* PROBLEMS TO WORK ON *
1) In the news article about overcrowded classrooms, how many teachers had to be sent abroad for further treatment?
2) Continue the news article about overcrowded classrooms after its last sentence.

* TEXT SHOWN *
OVERCROWDED classrooms resulted in 561 teachers being medically treated for depression and hypertension last year, claims two teacher unions.

Of this number, 82 had to be sent for further treatment abroad.

This was the claim made by the Fiji Teachers Union (FTU) and the Fijian Teachers Association (FTA) in response to queries from this newspaper about student-teacher ratio in schools around the country.

The FTU claims it had to send 21 of its members for treatment overseas and 78 were treated locally while the FTA sent 61 teachers overseas for treatment and 401 were treated locally.

FTU general-secretary Agni Deo Singh said the main cause of this was overworking.

“Overcrowding in the urban schools and overly large classes has been a matter of serious concern to the union for many years now,” Mr Singh said.

“A teacher teaching more than 40 students has to prepare lesson plans and programs, go through the curriculum, teaching, marking exercises and preparing exam papers and marking continuous assessments and preparing all progress reports.

“A language teacher has to mark 40 essays and that person has to read it all — that is what is required.”

Mr Singh claimed teaching was no longer a choice profession because of how teachers were treated.

Extracted data entries
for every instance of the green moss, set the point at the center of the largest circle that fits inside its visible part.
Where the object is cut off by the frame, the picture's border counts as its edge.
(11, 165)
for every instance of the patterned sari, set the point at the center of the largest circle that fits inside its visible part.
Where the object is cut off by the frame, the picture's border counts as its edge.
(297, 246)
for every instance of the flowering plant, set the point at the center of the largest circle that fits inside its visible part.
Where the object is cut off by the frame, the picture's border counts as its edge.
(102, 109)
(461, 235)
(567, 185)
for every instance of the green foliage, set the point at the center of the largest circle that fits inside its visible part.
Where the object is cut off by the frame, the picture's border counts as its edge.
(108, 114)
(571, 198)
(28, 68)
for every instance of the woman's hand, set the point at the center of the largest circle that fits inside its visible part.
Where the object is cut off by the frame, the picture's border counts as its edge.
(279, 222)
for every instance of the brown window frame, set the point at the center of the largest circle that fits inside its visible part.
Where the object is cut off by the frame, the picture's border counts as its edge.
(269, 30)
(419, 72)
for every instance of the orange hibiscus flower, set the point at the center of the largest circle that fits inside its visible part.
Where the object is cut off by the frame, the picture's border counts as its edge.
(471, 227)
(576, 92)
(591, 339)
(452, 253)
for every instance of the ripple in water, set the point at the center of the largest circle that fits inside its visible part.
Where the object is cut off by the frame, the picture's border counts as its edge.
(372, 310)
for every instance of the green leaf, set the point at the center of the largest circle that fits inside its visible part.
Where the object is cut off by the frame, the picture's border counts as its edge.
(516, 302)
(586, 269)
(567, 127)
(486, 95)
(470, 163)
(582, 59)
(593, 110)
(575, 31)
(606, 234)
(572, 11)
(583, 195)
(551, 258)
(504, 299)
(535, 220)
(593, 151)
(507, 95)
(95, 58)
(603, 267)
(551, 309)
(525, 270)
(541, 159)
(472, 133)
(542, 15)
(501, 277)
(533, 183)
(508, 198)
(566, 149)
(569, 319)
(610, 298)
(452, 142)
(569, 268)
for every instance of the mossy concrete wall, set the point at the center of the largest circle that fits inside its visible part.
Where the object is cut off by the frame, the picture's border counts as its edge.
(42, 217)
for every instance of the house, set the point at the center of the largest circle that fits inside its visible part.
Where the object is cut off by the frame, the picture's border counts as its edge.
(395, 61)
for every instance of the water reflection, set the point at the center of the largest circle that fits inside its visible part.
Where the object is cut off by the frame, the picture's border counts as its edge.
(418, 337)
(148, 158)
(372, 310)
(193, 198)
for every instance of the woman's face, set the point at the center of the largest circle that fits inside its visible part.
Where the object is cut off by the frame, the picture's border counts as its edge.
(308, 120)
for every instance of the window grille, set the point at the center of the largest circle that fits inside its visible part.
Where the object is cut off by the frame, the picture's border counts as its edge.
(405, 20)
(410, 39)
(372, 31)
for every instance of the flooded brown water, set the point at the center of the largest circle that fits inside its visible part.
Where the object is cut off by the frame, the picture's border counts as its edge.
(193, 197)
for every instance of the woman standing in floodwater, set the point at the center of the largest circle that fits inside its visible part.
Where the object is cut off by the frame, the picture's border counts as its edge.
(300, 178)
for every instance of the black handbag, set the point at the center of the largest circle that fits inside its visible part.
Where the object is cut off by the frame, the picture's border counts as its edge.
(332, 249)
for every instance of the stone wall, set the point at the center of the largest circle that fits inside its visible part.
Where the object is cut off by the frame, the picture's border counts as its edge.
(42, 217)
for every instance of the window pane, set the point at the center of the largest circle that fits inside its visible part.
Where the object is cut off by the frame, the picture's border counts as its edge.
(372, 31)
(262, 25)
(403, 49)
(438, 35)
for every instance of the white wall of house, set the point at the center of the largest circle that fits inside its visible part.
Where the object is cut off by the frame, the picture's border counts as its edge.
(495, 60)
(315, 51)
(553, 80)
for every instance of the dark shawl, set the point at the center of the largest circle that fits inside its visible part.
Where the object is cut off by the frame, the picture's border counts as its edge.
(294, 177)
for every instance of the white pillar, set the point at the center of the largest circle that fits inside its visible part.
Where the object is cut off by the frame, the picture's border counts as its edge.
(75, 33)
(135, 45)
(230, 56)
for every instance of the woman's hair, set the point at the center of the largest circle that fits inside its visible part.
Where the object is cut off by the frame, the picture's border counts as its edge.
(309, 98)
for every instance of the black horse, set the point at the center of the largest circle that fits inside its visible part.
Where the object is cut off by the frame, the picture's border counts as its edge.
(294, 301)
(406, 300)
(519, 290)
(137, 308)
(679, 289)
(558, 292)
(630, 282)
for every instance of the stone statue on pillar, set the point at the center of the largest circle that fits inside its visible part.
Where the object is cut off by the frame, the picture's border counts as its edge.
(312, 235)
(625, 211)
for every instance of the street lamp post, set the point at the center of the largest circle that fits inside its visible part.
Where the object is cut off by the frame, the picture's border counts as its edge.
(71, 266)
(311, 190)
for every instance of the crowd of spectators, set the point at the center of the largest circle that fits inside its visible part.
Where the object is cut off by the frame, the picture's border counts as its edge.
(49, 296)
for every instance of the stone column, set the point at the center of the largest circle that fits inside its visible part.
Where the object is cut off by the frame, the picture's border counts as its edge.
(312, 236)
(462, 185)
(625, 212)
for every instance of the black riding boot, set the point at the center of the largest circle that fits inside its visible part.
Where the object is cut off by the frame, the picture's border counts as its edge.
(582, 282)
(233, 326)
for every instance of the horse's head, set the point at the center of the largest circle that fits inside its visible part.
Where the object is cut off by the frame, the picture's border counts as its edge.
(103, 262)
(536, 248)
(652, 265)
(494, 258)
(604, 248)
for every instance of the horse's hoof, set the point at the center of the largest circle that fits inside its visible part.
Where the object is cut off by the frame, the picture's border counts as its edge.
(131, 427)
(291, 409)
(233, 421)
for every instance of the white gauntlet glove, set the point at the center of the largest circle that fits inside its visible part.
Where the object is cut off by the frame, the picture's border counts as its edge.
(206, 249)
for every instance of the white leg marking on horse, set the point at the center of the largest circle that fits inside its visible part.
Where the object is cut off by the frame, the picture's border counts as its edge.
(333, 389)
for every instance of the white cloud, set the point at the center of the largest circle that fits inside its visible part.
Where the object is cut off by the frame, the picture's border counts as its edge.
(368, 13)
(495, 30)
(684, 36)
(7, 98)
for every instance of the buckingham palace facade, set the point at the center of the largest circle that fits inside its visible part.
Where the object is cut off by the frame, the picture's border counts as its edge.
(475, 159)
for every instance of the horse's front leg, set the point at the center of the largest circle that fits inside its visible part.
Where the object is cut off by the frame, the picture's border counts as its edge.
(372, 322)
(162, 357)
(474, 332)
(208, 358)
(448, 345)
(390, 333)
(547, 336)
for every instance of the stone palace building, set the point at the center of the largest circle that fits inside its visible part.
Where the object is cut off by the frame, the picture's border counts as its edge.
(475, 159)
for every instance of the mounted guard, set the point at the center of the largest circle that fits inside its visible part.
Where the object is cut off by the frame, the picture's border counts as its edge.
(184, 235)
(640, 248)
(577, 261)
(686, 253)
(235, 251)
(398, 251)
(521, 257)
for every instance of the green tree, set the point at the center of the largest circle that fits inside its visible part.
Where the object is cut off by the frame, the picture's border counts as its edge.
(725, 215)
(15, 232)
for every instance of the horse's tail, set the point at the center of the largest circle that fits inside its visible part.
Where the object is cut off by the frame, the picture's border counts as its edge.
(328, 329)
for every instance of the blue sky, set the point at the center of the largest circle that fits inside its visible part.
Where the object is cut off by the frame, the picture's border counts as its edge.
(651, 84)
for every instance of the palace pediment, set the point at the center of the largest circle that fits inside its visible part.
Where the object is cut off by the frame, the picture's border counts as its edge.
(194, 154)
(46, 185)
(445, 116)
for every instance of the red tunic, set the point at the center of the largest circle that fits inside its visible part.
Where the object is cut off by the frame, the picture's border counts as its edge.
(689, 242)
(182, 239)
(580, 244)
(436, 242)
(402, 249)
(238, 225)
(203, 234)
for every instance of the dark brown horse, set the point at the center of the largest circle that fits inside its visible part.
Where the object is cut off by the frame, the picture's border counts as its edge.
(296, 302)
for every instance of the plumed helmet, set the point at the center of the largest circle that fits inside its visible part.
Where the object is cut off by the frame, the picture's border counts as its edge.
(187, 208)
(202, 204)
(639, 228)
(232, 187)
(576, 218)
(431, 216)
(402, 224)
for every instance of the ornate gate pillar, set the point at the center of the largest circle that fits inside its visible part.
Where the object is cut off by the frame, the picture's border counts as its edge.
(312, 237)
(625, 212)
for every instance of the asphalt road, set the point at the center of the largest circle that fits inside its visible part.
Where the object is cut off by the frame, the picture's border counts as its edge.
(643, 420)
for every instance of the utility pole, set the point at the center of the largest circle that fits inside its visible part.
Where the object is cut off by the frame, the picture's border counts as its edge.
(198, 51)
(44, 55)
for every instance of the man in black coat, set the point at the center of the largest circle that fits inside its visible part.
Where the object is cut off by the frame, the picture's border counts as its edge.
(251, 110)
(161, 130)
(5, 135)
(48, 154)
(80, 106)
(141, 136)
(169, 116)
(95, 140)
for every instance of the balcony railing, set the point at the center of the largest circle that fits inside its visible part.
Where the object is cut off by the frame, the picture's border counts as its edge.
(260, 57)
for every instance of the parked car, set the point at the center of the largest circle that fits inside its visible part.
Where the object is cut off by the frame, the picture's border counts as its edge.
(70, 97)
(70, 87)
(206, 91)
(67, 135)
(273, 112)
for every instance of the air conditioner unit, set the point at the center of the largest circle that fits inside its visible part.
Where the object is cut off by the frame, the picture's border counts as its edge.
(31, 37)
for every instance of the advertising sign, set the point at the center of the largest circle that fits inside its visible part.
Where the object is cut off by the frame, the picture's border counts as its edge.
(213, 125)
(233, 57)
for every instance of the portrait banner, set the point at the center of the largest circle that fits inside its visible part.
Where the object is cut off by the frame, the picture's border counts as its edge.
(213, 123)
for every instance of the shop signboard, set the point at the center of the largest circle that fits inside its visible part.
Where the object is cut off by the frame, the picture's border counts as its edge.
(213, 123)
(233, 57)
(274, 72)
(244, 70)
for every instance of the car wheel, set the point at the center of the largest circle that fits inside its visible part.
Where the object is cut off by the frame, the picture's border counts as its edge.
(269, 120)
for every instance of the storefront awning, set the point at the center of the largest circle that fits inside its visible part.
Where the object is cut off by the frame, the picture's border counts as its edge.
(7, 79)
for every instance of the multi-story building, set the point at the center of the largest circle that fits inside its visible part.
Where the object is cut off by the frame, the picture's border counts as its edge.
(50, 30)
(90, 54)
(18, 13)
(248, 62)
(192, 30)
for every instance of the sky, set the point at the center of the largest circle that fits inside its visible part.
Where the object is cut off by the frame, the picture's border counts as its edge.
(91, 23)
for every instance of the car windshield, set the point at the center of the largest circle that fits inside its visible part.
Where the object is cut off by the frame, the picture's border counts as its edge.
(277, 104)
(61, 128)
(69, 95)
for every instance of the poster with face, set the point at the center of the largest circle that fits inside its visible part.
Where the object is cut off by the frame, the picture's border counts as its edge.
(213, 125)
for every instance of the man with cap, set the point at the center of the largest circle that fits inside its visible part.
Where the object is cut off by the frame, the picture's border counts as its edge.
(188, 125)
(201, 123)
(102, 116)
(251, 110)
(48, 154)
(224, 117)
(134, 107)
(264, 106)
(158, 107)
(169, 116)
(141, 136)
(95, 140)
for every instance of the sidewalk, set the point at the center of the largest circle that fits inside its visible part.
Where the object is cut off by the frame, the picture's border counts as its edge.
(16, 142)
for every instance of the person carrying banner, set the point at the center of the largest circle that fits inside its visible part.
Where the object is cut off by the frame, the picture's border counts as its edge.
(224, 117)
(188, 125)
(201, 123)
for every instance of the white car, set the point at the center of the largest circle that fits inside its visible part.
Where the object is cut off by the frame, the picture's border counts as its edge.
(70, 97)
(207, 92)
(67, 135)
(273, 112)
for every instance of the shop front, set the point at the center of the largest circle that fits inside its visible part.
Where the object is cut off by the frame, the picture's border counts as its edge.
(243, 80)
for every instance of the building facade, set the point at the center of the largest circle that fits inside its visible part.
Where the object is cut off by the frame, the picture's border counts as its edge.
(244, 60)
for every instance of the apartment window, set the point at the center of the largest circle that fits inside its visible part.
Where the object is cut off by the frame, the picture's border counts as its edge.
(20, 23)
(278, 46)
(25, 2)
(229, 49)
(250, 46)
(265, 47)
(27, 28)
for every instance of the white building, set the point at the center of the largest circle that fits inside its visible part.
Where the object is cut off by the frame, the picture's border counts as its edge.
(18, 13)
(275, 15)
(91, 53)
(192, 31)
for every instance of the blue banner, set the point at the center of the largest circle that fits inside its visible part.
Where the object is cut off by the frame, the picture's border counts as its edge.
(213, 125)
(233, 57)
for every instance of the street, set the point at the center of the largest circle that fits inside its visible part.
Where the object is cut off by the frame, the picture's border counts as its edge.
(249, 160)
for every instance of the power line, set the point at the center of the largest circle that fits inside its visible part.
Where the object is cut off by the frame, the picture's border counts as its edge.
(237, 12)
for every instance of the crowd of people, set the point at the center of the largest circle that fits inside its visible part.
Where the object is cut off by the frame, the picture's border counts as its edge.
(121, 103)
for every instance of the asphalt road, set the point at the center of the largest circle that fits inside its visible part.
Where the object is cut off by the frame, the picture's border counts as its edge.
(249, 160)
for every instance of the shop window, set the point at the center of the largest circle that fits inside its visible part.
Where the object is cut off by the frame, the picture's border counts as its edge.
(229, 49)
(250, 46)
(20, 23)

* RESULTS *
1) 82

2)
“The policies that are now being implemented are not very friendly to teachers whether it is a transfer policy or the disciplinary policy.”

According to the Education Ministry’s website, statistics show that there are 148,048 students enrolled in 737 primary school and 66,127 students enrolled in 173 secondary schools this year.

There are 6121 teachers teaching in primary schools and 5570 teaching in secondary schools.

The two teacher unions said the ideal teacher-student ratio was one teacher to 35 students or less in a single class, one teacher to 22 students in a composite class and one teacher to 25 students for Year 1 and Year 13.

Fijian Teachers Association general-secretary Paula Manumanunitoga said having to teach more than 35 students was taking its toll on teachers.

“All the behavioural teaching strategies that they use in the classroom are ineffective, students can do whatever they want in the class,” he said.

“They refuse to write or do their homework and that builds up stress in the heads of our teachers.

“They make noise and disturb the class which makes teaching ineffective.”

Both the FTU and FTA have called on Government to build more classrooms and appoint more teachers.

“We have been submitting to the ministry to combat the shortage of classrooms,” Mr Singh said.

“Let us get some more teachers, train them and put them in these classrooms.

“We can adopt teaching methods of other countries where we have two teachers in a classroom, one teacher is teaching the whole class and the other teacher checking on the progress of students.”

Meanwhile, questions sent to the Education Ministry last Wednesday on the claims made by both unions remain unanswered when this report went to press.